[Items from a labeling collection]

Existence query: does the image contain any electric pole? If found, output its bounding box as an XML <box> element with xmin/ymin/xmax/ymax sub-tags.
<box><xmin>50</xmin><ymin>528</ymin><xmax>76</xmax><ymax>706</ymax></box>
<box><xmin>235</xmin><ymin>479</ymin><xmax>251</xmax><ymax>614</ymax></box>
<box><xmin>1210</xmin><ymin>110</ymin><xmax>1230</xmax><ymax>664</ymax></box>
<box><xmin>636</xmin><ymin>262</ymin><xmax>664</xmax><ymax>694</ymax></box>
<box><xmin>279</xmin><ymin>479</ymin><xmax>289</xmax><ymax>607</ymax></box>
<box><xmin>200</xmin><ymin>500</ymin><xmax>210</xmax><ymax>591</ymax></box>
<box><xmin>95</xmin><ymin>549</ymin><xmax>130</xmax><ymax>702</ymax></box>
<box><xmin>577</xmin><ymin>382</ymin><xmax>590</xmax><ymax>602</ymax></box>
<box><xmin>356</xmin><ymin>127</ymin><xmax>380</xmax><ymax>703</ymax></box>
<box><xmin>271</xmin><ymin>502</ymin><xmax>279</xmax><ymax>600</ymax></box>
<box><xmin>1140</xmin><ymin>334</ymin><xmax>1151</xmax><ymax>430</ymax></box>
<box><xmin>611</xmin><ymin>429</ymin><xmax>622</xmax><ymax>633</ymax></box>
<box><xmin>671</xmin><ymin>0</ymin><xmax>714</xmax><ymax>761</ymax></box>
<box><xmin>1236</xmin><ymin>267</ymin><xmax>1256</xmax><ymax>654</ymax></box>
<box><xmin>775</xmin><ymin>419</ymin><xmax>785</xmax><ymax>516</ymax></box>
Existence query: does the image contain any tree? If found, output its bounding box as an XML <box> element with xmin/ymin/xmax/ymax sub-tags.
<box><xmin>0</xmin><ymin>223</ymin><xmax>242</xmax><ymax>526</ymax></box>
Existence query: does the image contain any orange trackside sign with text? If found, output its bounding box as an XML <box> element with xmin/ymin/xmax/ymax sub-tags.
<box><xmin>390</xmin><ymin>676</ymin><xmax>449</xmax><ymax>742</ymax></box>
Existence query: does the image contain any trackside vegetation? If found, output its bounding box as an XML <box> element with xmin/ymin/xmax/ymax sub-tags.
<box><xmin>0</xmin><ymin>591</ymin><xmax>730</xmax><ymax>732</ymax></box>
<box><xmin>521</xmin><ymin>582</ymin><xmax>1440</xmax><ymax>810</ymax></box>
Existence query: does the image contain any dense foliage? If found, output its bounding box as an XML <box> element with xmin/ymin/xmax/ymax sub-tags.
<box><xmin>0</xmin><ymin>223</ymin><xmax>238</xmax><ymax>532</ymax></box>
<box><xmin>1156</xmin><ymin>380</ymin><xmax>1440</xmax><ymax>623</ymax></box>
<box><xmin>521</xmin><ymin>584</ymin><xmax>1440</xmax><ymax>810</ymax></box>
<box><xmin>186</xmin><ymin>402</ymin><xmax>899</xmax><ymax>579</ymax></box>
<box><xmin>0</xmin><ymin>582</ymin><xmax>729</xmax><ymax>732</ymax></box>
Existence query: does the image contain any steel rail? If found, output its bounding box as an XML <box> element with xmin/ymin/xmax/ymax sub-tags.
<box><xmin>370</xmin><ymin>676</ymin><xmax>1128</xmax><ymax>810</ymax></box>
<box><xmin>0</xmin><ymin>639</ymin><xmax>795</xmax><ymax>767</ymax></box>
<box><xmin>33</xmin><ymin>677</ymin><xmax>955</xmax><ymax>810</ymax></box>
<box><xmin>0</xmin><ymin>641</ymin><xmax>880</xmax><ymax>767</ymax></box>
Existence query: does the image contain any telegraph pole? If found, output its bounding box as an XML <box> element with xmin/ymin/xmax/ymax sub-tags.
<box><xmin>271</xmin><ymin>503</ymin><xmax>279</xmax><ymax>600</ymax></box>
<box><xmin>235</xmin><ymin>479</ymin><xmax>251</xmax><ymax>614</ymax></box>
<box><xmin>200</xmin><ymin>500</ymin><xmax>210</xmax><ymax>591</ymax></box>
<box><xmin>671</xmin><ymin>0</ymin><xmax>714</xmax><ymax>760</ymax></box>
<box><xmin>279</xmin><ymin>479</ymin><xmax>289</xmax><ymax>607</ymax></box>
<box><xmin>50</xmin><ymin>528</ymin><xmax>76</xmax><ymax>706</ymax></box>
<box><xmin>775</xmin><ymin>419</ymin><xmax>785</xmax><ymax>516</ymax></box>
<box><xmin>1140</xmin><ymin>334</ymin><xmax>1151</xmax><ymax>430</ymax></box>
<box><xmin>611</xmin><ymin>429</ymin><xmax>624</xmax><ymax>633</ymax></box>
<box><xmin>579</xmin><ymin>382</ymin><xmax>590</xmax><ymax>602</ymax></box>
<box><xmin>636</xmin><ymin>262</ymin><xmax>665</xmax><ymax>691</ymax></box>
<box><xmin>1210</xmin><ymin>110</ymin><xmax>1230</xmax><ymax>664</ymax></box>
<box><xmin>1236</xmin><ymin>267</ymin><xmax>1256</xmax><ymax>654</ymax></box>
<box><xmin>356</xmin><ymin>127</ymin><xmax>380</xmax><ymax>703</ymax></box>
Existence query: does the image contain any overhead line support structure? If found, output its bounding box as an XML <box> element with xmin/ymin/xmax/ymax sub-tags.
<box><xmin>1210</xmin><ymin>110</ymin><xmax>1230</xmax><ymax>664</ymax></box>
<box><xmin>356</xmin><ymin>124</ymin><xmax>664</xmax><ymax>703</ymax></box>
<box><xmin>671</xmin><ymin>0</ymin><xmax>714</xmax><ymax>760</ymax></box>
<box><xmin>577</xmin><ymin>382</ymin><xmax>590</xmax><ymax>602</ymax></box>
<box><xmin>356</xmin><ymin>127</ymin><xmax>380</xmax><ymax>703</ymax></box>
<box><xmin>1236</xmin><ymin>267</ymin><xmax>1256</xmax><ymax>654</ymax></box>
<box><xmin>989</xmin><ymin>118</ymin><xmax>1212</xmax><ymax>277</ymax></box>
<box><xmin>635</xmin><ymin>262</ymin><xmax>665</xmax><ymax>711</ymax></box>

=== Your task ===
Pull out each line above that contains the word "found" and list those lines.

=== Final result ===
Existence query: does the image contain any electric pole? If found, output its bounding box as an XML <box> element with xmin/ymin/xmax/ymax sub-tags.
Existence query: does the image contain any tree? If found, output its bounding box as an XML <box> element with xmin/ymin/xmax/ymax sub-tags.
Existence query: does the image contain any orange trackside sign with text? If found, output its bounding box as an XML <box> element with xmin/ymin/xmax/ymax sub-tags.
Existence query: does the image contain any trackside vegetation? If found, output its bounding box as an XML <box> element with xmin/ymin/xmax/ymax sub-tags.
Existence query: does the image contain any dense foliage? If found, output its bounding box as an XML <box> element with xmin/ymin/xmax/ymax sub-tags.
Existence query: does the image contain any steel rail? If found, output its bounding box as an XML <box> element with xmin/ymin/xmax/ymax sub-tags.
Existence query: does the image contain any telegraph pole? If found, output its bounding box as an XML <box> element with xmin/ymin/xmax/ymax sub-tags.
Existence query: does the image contain any overhead line support structure? If found, output its bounding box as an XML <box> element with xmin/ymin/xmax/ymax sub-tags.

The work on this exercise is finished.